→ TASK PROMPT
Return, word for word, the part of the rows that opens with the line containing "Highlight small stone monument." and closes with the line containing "[292,225,326,231]", both lines included.

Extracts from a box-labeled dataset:
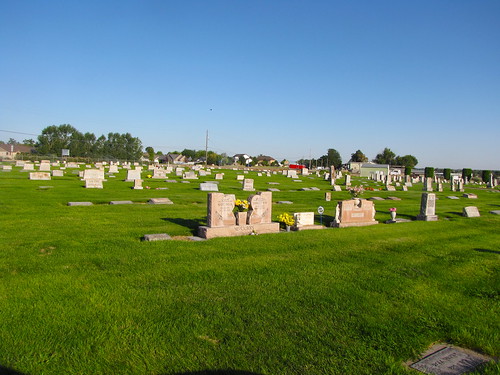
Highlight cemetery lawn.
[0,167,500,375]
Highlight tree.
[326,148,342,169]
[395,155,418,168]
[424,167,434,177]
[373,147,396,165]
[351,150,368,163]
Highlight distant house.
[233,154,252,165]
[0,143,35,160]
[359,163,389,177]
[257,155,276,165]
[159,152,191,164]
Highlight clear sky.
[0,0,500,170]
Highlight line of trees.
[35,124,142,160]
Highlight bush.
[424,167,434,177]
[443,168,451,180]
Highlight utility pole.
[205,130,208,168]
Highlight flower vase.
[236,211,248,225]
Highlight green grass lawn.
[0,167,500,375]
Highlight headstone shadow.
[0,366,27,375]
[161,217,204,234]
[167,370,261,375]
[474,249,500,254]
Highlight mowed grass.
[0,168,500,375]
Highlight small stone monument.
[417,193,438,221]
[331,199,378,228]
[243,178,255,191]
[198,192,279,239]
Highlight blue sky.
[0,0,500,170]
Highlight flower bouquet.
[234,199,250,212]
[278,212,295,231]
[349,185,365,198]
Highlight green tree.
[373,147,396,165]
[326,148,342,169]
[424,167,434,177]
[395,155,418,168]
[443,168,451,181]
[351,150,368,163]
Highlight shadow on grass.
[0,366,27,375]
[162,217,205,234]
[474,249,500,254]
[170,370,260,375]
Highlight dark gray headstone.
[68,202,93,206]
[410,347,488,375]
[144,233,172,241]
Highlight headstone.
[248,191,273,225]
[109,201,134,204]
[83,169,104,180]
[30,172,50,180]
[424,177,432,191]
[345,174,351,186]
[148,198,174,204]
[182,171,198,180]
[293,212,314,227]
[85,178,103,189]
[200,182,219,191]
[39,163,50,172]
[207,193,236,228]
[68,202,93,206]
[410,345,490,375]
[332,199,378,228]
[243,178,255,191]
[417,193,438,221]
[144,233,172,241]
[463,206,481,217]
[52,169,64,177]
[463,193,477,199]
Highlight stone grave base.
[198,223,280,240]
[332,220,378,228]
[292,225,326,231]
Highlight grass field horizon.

---

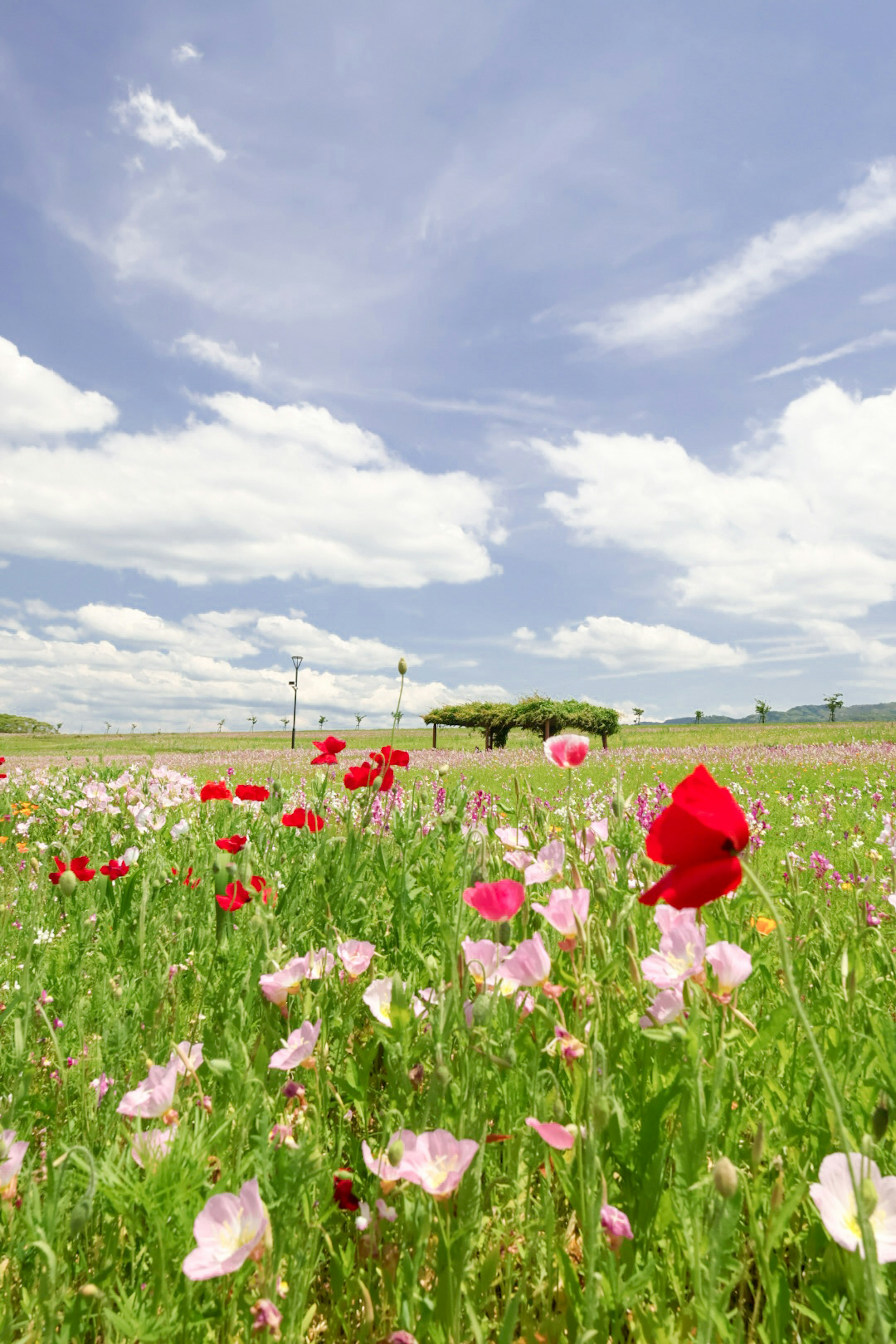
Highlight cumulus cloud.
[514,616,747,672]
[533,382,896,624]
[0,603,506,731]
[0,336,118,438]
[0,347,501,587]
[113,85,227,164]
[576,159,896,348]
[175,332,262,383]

→ EXERCISE OUTPUT
Highlight small stone monument.
[417,193,438,221]
[331,199,378,228]
[243,178,255,191]
[198,192,279,239]
Highlight blue sky.
[0,0,500,170]
Highlight flower bouquet.
[234,199,250,212]
[278,212,295,231]
[349,185,365,198]
Highlight green tree.
[373,147,396,165]
[326,148,342,169]
[424,167,434,177]
[395,155,418,168]
[443,168,451,181]
[351,150,368,163]
Highlight shadow on grass.
[0,366,27,375]
[162,217,205,234]
[474,249,500,254]
[170,370,260,375]
Highlight dark gray headstone.
[68,202,93,206]
[410,347,488,375]
[144,233,172,241]
Highlight headstone.
[248,191,273,225]
[109,201,134,204]
[83,169,104,180]
[30,172,50,180]
[424,177,432,191]
[345,174,351,186]
[148,198,174,204]
[182,171,198,180]
[293,212,314,227]
[85,178,103,189]
[200,182,219,191]
[39,163,50,172]
[207,193,236,228]
[68,202,93,206]
[410,345,490,375]
[332,199,378,228]
[243,178,255,191]
[417,193,438,221]
[144,233,172,241]
[463,206,481,217]
[52,169,64,177]
[463,193,477,199]
Highlight stone grave base.
[198,223,280,240]
[332,220,378,228]
[292,225,326,231]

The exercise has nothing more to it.